__Отрывок для чтения__.
----------

Ученый, предприниматель, общественный деятель, благотворитель
Журнал «Социум». №4(47) 1995 год

Письма Гипербореи

Скульптура В. Мухиной «Борей»
Скульптура В. Мухиной «Борей»

Античность создала миф о загадочных обитателях берегов крайнего Севера – гипербореях, живущих за студёным ветром Бореем; о людях, возлюбленных Аполлоном, который отдыхал среди них душой, устав от Земли и от Олимпа.

Но у нас пойдёт речь об ином «гиперборее», оказавшемся не по своей воле как раз в тех местах, в которых греческий миф поместил фантастический народ, – на берегу замёрзшего моря; о человеке, не давшем Борею загасить зажжённый Аполлоном светильник поэзии и свободной мысли, – о Борисе Михайловиче Зубакине. То, что ему удалось сделать в экстремальных условиях, кажется не менее фантастичным, чем самый фантастичный из древних мифов.

----------

__Задания__.
**1.** За каким ветром, согласно мифу из отрывка о Зубакине, жили гиперборейцы?
**2.** Согласуются ли с отрывком о Зубакине следующие утверждения? (a) По античному мифу, гиперборейцы жили на берегах крайнего Севера. (b) Зубакин оказался на берегу замёрзшего моря по собственному желанию. (c) Аполлон отдыхал среди гипербореев душой, устав от Земли и от Олимпа.
**3.** Продолжите отрывок о Зубакине, начав сразу после его последнего предложения.
Список для работы с отрывком о Зубакине не понадобится.

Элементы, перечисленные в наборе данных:
----------

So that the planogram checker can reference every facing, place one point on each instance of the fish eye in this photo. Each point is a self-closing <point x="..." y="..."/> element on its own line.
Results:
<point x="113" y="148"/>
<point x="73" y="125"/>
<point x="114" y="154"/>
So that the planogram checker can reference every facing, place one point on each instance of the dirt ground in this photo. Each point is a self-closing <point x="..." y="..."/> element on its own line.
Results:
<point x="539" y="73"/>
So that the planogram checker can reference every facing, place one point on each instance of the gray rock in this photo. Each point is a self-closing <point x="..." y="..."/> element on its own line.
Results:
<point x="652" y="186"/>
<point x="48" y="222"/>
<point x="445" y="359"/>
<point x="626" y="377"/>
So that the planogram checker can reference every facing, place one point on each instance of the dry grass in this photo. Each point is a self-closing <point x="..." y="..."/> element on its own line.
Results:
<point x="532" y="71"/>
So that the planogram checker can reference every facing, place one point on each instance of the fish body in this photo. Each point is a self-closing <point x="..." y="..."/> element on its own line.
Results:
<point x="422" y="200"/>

----------

__Ответы__.
**1.** За студёным ветром Бореем.

**2.**
(a) Да: «загадочных обитателях берегов крайнего Севера».
(b) Нет: «оказавшемся не по своей воле как раз в тех местах».
(c) Да: «который отдыхал среди них душой, устав от Земли и от Олимпа».

**3.**
Холмогоры и Архангельск были последним прибежищем этого человека, родившегося в Санкт-Петербурге более столетия назад, четвёртого апреля 1894 года. Если бы не были уничтожены его религиозно-философские труды, написанные большей частью рукой его друга и личного секретаря Анастасии Ивановны Цветаевой, Зубакин встал бы в ряд крупных учёных и философов. Но из его огромного наследия сохранились лишь письма к Горькому, Вересаеву, Пясту и некоторым другим писателям и деятелям культуры, а также стихи, книга о костерезном искусстве русского Севера и статьи в журналах времени ссылки.

Человек, писавший всё это в избе при свете лучины, рисковавший оказаться на улице северной зимой из-за неуплаты за жильё, в то же самое время находил возможность постоянно поддерживать больного и одинокого поэта Владимира Пяста (1) – поддерживать как материально, так и духовно. Помощь эта, как видно из публикуемой переписки, дала Пясту возможность не только выжить в ссылке, но и продолжать работу.

Сами письма представляют собой уникальный источник, характеризующий духовный облик той части интеллигенции, которая не была сломлена сталинскими репрессиями и сохранила верность демократическим идеалам своей юности, преклонение перед культурой и готовность к её защите.

Александр Немировский

Зубакин – Горькому. Конец 1929 г.

Дорогой и глубокоуважаемый Алексей Максимович!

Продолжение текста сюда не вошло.